▶ _Challenge_
Retype the part of the listing below that begins with the line containing "metal fence railing" and ends with the line containing "xmin=104 ymin=207 xmax=121 ymax=236", including both of those lines, with every line unchanged.

▶ _Records for the task_

══════════

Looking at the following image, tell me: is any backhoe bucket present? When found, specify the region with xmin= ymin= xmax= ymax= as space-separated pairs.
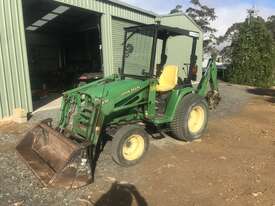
xmin=16 ymin=123 xmax=92 ymax=189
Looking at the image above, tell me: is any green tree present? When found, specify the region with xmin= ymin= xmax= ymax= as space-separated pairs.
xmin=170 ymin=0 xmax=217 ymax=52
xmin=186 ymin=0 xmax=217 ymax=53
xmin=266 ymin=16 xmax=275 ymax=40
xmin=229 ymin=16 xmax=274 ymax=87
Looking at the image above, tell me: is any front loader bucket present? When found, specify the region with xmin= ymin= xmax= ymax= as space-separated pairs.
xmin=16 ymin=123 xmax=92 ymax=189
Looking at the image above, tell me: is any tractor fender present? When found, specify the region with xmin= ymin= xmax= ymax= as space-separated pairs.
xmin=166 ymin=87 xmax=195 ymax=122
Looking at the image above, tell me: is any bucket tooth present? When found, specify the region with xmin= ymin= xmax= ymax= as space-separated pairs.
xmin=16 ymin=123 xmax=92 ymax=188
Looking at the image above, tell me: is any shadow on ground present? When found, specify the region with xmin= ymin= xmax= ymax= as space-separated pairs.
xmin=247 ymin=88 xmax=275 ymax=103
xmin=94 ymin=182 xmax=148 ymax=206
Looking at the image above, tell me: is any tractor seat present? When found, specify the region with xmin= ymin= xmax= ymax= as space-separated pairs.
xmin=156 ymin=65 xmax=179 ymax=92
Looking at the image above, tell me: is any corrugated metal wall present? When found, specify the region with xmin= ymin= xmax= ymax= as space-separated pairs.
xmin=112 ymin=18 xmax=137 ymax=73
xmin=0 ymin=0 xmax=32 ymax=119
xmin=54 ymin=0 xmax=155 ymax=76
xmin=55 ymin=0 xmax=155 ymax=24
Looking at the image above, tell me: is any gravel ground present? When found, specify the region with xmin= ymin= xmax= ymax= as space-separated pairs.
xmin=0 ymin=83 xmax=275 ymax=206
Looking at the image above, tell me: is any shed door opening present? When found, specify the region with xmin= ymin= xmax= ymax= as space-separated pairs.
xmin=22 ymin=0 xmax=103 ymax=109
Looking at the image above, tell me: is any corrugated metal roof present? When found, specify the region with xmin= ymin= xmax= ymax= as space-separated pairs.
xmin=158 ymin=12 xmax=203 ymax=32
xmin=106 ymin=0 xmax=158 ymax=17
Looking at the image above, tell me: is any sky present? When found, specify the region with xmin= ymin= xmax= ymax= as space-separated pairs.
xmin=122 ymin=0 xmax=275 ymax=36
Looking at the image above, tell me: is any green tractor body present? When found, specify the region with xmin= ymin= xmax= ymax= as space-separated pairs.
xmin=17 ymin=25 xmax=220 ymax=188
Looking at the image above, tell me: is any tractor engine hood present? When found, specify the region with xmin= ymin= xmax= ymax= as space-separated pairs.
xmin=81 ymin=79 xmax=149 ymax=101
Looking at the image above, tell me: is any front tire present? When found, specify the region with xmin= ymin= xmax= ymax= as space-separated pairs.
xmin=170 ymin=94 xmax=208 ymax=141
xmin=112 ymin=125 xmax=149 ymax=167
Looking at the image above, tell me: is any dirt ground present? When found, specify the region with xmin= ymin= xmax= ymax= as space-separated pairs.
xmin=0 ymin=84 xmax=275 ymax=206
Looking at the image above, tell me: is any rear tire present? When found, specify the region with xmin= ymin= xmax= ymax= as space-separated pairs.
xmin=112 ymin=125 xmax=149 ymax=167
xmin=170 ymin=94 xmax=208 ymax=141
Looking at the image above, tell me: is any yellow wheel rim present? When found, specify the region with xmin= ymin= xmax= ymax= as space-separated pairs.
xmin=188 ymin=106 xmax=205 ymax=134
xmin=122 ymin=135 xmax=145 ymax=161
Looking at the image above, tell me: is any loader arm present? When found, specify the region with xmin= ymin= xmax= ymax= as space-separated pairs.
xmin=197 ymin=59 xmax=219 ymax=97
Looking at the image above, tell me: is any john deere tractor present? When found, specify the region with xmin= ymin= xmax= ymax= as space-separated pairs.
xmin=17 ymin=24 xmax=220 ymax=188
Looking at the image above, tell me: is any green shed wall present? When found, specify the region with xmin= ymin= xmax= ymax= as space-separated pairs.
xmin=0 ymin=0 xmax=32 ymax=119
xmin=0 ymin=0 xmax=202 ymax=119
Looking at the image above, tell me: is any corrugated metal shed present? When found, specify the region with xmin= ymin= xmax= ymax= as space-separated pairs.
xmin=0 ymin=0 xmax=202 ymax=119
xmin=0 ymin=0 xmax=32 ymax=118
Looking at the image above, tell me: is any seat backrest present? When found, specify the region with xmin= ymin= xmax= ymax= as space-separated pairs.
xmin=157 ymin=65 xmax=179 ymax=92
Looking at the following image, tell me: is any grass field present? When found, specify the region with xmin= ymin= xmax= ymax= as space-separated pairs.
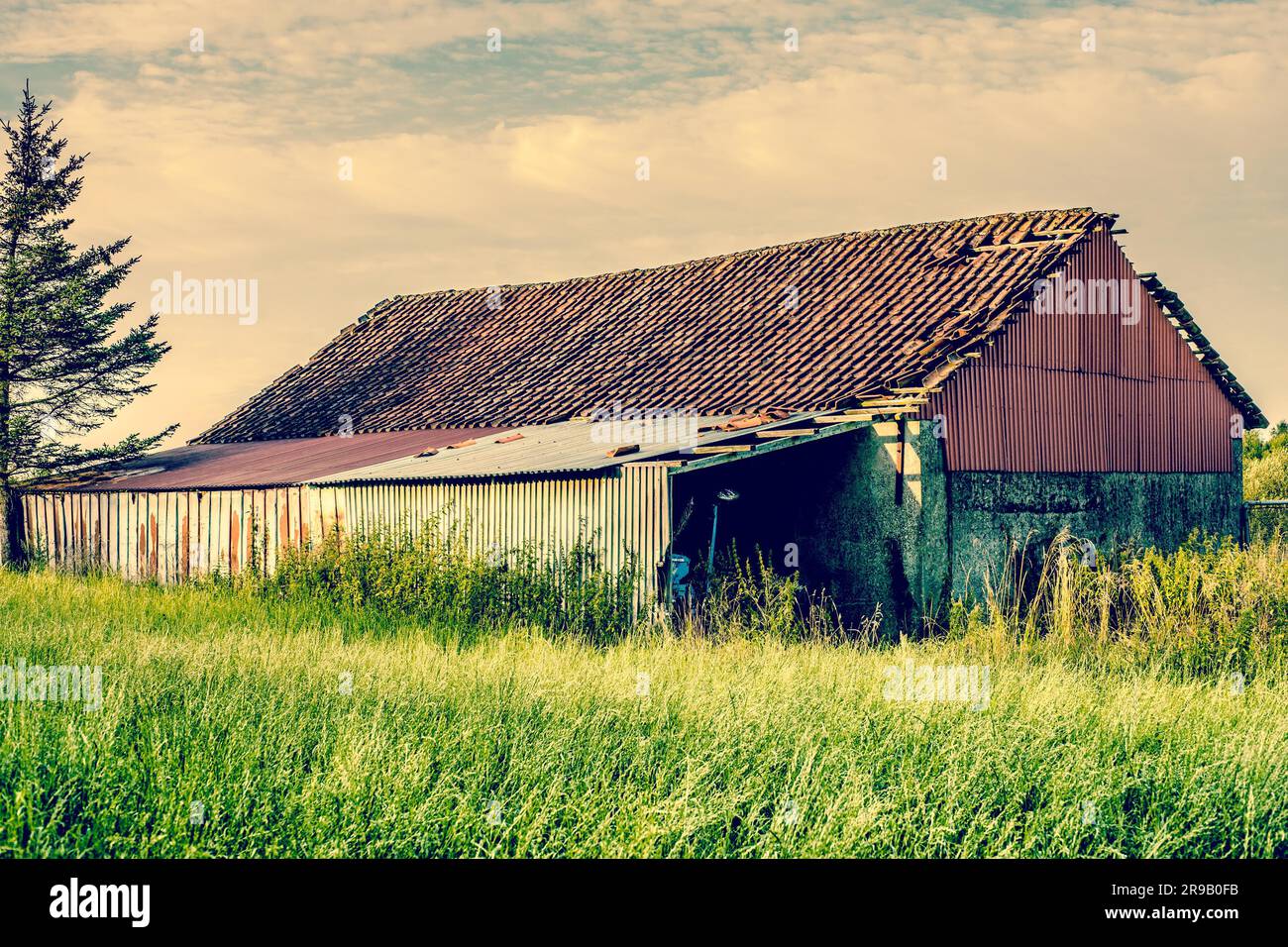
xmin=0 ymin=574 xmax=1288 ymax=857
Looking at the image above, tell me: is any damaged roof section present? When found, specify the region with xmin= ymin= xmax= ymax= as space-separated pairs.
xmin=187 ymin=207 xmax=1116 ymax=443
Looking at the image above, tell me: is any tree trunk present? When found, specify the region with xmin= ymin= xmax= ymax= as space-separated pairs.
xmin=0 ymin=485 xmax=27 ymax=569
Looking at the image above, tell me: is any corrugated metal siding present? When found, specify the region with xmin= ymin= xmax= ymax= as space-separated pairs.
xmin=922 ymin=232 xmax=1237 ymax=473
xmin=313 ymin=464 xmax=671 ymax=600
xmin=23 ymin=464 xmax=671 ymax=604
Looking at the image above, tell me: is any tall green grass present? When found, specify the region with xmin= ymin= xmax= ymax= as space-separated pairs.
xmin=0 ymin=548 xmax=1288 ymax=857
xmin=203 ymin=519 xmax=643 ymax=643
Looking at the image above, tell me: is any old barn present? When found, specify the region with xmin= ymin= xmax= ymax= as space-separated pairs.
xmin=25 ymin=209 xmax=1265 ymax=620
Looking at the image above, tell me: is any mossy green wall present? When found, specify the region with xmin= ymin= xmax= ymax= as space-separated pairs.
xmin=674 ymin=421 xmax=948 ymax=634
xmin=674 ymin=433 xmax=1243 ymax=634
xmin=948 ymin=441 xmax=1243 ymax=596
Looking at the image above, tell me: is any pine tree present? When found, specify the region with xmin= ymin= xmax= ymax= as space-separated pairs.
xmin=0 ymin=86 xmax=176 ymax=565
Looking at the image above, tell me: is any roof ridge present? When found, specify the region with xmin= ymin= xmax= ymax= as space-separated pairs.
xmin=378 ymin=206 xmax=1118 ymax=305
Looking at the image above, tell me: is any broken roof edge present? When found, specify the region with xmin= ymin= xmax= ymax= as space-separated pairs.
xmin=1137 ymin=273 xmax=1270 ymax=429
xmin=912 ymin=228 xmax=1270 ymax=429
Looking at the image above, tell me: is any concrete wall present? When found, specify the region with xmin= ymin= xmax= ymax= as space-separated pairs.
xmin=673 ymin=421 xmax=948 ymax=634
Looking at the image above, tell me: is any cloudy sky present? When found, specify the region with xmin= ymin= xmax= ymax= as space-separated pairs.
xmin=0 ymin=0 xmax=1288 ymax=443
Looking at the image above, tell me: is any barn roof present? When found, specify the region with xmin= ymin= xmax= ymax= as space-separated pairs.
xmin=193 ymin=207 xmax=1261 ymax=443
xmin=313 ymin=415 xmax=814 ymax=483
xmin=44 ymin=428 xmax=503 ymax=491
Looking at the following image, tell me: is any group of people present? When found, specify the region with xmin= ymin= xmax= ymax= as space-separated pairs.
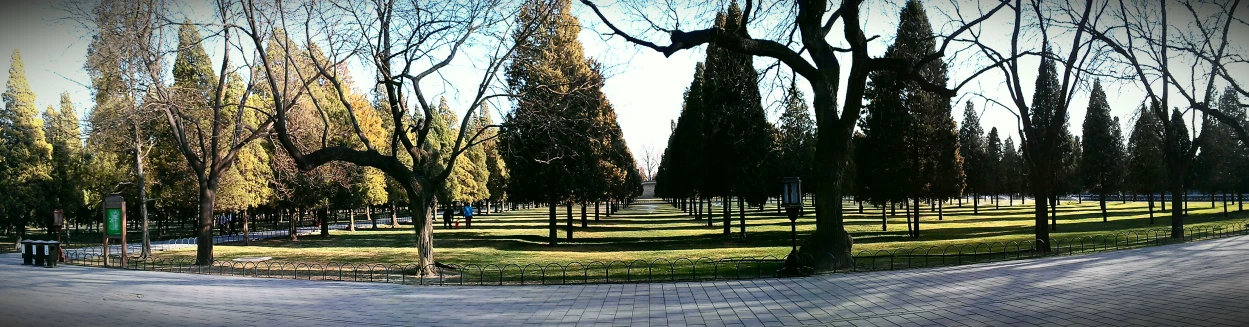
xmin=442 ymin=205 xmax=473 ymax=228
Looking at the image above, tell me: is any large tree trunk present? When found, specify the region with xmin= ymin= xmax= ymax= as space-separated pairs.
xmin=286 ymin=210 xmax=296 ymax=241
xmin=1097 ymin=191 xmax=1109 ymax=222
xmin=365 ymin=205 xmax=377 ymax=230
xmin=547 ymin=197 xmax=560 ymax=245
xmin=1049 ymin=195 xmax=1058 ymax=231
xmin=902 ymin=200 xmax=916 ymax=237
xmin=1223 ymin=192 xmax=1228 ymax=218
xmin=134 ymin=121 xmax=151 ymax=258
xmin=347 ymin=208 xmax=356 ymax=232
xmin=195 ymin=180 xmax=217 ymax=266
xmin=391 ymin=202 xmax=398 ymax=228
xmin=737 ymin=196 xmax=746 ymax=242
xmin=1032 ymin=170 xmax=1050 ymax=253
xmin=881 ymin=206 xmax=889 ymax=232
xmin=407 ymin=192 xmax=435 ymax=276
xmin=316 ymin=207 xmax=330 ymax=237
xmin=239 ymin=210 xmax=251 ymax=246
xmin=1149 ymin=192 xmax=1154 ymax=225
xmin=698 ymin=198 xmax=716 ymax=227
xmin=911 ymin=197 xmax=919 ymax=238
xmin=1170 ymin=171 xmax=1185 ymax=238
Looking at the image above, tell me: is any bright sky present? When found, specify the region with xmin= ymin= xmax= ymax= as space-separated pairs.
xmin=0 ymin=1 xmax=1249 ymax=165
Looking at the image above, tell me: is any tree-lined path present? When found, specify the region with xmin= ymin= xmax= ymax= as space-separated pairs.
xmin=0 ymin=236 xmax=1249 ymax=326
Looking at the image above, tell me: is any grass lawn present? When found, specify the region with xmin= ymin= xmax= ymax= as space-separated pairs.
xmin=148 ymin=200 xmax=1249 ymax=266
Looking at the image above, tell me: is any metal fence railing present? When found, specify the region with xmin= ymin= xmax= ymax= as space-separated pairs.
xmin=66 ymin=221 xmax=1249 ymax=286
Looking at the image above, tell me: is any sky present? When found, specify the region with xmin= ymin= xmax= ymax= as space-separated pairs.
xmin=0 ymin=0 xmax=1249 ymax=168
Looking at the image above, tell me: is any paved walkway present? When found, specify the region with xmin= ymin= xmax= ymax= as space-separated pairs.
xmin=65 ymin=217 xmax=412 ymax=255
xmin=0 ymin=236 xmax=1249 ymax=326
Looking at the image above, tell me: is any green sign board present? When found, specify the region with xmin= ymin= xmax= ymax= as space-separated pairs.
xmin=104 ymin=207 xmax=121 ymax=236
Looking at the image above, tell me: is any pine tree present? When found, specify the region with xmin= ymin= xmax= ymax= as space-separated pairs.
xmin=477 ymin=106 xmax=511 ymax=211
xmin=984 ymin=127 xmax=1014 ymax=207
xmin=0 ymin=50 xmax=52 ymax=240
xmin=1127 ymin=104 xmax=1167 ymax=219
xmin=500 ymin=0 xmax=602 ymax=245
xmin=859 ymin=1 xmax=965 ymax=237
xmin=654 ymin=62 xmax=706 ymax=218
xmin=958 ymin=101 xmax=988 ymax=213
xmin=44 ymin=94 xmax=86 ymax=223
xmin=777 ymin=82 xmax=816 ymax=194
xmin=1079 ymin=81 xmax=1123 ymax=221
xmin=1193 ymin=87 xmax=1243 ymax=213
xmin=998 ymin=137 xmax=1025 ymax=205
xmin=699 ymin=1 xmax=774 ymax=235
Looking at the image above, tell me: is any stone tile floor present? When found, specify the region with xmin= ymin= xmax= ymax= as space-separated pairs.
xmin=0 ymin=236 xmax=1249 ymax=326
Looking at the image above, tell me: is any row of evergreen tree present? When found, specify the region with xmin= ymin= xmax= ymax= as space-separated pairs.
xmin=500 ymin=0 xmax=642 ymax=245
xmin=0 ymin=0 xmax=642 ymax=257
xmin=656 ymin=1 xmax=1249 ymax=237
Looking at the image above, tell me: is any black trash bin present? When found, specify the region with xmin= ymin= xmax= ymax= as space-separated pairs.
xmin=30 ymin=241 xmax=47 ymax=267
xmin=44 ymin=241 xmax=61 ymax=268
xmin=21 ymin=240 xmax=35 ymax=266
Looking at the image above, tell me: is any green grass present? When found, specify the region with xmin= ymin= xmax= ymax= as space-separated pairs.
xmin=151 ymin=200 xmax=1249 ymax=266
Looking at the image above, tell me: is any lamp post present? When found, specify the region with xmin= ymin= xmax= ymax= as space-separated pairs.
xmin=781 ymin=177 xmax=803 ymax=275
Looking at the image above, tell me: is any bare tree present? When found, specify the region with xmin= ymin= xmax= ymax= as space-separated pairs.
xmin=234 ymin=0 xmax=547 ymax=273
xmin=84 ymin=0 xmax=282 ymax=265
xmin=949 ymin=0 xmax=1105 ymax=252
xmin=581 ymin=0 xmax=1007 ymax=267
xmin=1089 ymin=0 xmax=1249 ymax=238
xmin=642 ymin=145 xmax=662 ymax=181
xmin=61 ymin=0 xmax=162 ymax=258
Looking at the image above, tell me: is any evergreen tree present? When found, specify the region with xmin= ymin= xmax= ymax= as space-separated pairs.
xmin=0 ymin=50 xmax=52 ymax=241
xmin=1127 ymin=102 xmax=1167 ymax=222
xmin=984 ymin=127 xmax=1014 ymax=207
xmin=477 ymin=106 xmax=511 ymax=211
xmin=1079 ymin=81 xmax=1123 ymax=221
xmin=998 ymin=137 xmax=1025 ymax=205
xmin=777 ymin=82 xmax=816 ymax=194
xmin=500 ymin=0 xmax=615 ymax=245
xmin=958 ymin=101 xmax=989 ymax=213
xmin=654 ymin=62 xmax=704 ymax=212
xmin=859 ymin=1 xmax=965 ymax=237
xmin=699 ymin=1 xmax=769 ymax=235
xmin=1193 ymin=87 xmax=1243 ymax=212
xmin=44 ymin=94 xmax=86 ymax=228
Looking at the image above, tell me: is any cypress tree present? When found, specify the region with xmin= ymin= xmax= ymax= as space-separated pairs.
xmin=958 ymin=101 xmax=988 ymax=213
xmin=0 ymin=50 xmax=52 ymax=240
xmin=1079 ymin=81 xmax=1123 ymax=221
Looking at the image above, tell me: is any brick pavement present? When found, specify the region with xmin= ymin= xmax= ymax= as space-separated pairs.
xmin=0 ymin=236 xmax=1249 ymax=327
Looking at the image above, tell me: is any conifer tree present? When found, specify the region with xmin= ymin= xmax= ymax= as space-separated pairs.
xmin=1079 ymin=81 xmax=1123 ymax=221
xmin=699 ymin=1 xmax=774 ymax=235
xmin=0 ymin=50 xmax=52 ymax=241
xmin=859 ymin=1 xmax=965 ymax=237
xmin=984 ymin=127 xmax=1014 ymax=207
xmin=998 ymin=137 xmax=1024 ymax=206
xmin=44 ymin=94 xmax=86 ymax=223
xmin=777 ymin=82 xmax=816 ymax=197
xmin=958 ymin=101 xmax=988 ymax=213
xmin=1193 ymin=87 xmax=1244 ymax=213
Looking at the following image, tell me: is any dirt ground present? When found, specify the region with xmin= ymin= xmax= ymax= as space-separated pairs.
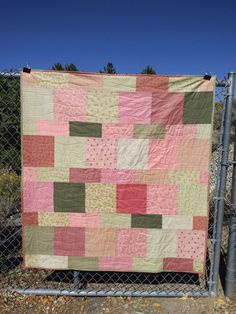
xmin=0 ymin=292 xmax=236 ymax=314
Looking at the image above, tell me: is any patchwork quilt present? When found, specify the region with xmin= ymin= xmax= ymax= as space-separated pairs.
xmin=21 ymin=71 xmax=215 ymax=273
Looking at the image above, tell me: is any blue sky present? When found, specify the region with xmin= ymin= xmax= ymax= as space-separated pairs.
xmin=0 ymin=0 xmax=236 ymax=78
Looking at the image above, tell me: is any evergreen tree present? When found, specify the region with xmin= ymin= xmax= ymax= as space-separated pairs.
xmin=52 ymin=62 xmax=64 ymax=71
xmin=99 ymin=62 xmax=116 ymax=74
xmin=141 ymin=65 xmax=156 ymax=74
xmin=52 ymin=62 xmax=79 ymax=71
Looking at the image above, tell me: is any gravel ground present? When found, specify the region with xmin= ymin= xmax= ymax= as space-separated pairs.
xmin=0 ymin=292 xmax=236 ymax=314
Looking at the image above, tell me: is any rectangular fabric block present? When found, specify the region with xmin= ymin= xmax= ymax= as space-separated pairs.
xmin=21 ymin=70 xmax=215 ymax=274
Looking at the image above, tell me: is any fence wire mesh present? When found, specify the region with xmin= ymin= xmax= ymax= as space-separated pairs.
xmin=0 ymin=71 xmax=232 ymax=296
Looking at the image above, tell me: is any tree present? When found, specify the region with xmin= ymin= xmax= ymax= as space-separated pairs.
xmin=52 ymin=62 xmax=64 ymax=71
xmin=99 ymin=62 xmax=116 ymax=74
xmin=52 ymin=62 xmax=79 ymax=71
xmin=141 ymin=65 xmax=156 ymax=74
xmin=65 ymin=63 xmax=79 ymax=71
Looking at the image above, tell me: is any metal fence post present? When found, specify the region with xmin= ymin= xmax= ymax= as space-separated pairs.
xmin=209 ymin=72 xmax=233 ymax=296
xmin=225 ymin=72 xmax=236 ymax=298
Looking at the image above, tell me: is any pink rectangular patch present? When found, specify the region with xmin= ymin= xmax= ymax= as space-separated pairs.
xmin=119 ymin=92 xmax=152 ymax=123
xmin=116 ymin=228 xmax=147 ymax=257
xmin=99 ymin=257 xmax=132 ymax=271
xmin=165 ymin=124 xmax=197 ymax=140
xmin=54 ymin=227 xmax=85 ymax=256
xmin=147 ymin=185 xmax=178 ymax=215
xmin=102 ymin=124 xmax=134 ymax=139
xmin=86 ymin=138 xmax=117 ymax=169
xmin=163 ymin=258 xmax=193 ymax=272
xmin=70 ymin=168 xmax=101 ymax=183
xmin=69 ymin=213 xmax=100 ymax=228
xmin=23 ymin=181 xmax=54 ymax=212
xmin=151 ymin=91 xmax=184 ymax=125
xmin=53 ymin=86 xmax=86 ymax=121
xmin=37 ymin=121 xmax=69 ymax=136
xmin=22 ymin=167 xmax=37 ymax=182
xmin=177 ymin=230 xmax=207 ymax=261
xmin=101 ymin=169 xmax=135 ymax=184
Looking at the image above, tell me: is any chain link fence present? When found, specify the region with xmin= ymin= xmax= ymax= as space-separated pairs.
xmin=0 ymin=71 xmax=230 ymax=296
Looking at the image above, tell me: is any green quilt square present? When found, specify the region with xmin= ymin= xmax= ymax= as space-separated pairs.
xmin=131 ymin=214 xmax=162 ymax=229
xmin=183 ymin=92 xmax=213 ymax=124
xmin=54 ymin=182 xmax=85 ymax=213
xmin=70 ymin=121 xmax=102 ymax=137
xmin=24 ymin=226 xmax=54 ymax=255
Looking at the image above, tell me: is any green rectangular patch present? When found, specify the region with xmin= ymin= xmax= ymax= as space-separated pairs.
xmin=70 ymin=121 xmax=102 ymax=137
xmin=24 ymin=226 xmax=54 ymax=255
xmin=68 ymin=256 xmax=99 ymax=270
xmin=183 ymin=92 xmax=213 ymax=124
xmin=54 ymin=182 xmax=85 ymax=213
xmin=131 ymin=214 xmax=162 ymax=229
xmin=134 ymin=124 xmax=165 ymax=139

══════════

▶ _Output for this exercise_
Looking at the image above, tell me: is any metal fence railing present? When found, specify the region with xmin= ymin= xmax= ymax= as space-separated pairs.
xmin=66 ymin=221 xmax=1249 ymax=286
Looking at the image above, tell me: is any sky present? When found, specify the region with xmin= ymin= xmax= ymax= as space-separated pairs.
xmin=0 ymin=0 xmax=1249 ymax=168
Looking at the image above, tell me: is any paved walkway present? When found, specify the region with xmin= ymin= xmax= ymax= as space-separated pairs.
xmin=65 ymin=217 xmax=412 ymax=255
xmin=0 ymin=236 xmax=1249 ymax=326
Looking at the image above, tell me: is any green sign board present? When found, specify the region with xmin= ymin= xmax= ymax= as space-separated pairs.
xmin=104 ymin=207 xmax=121 ymax=236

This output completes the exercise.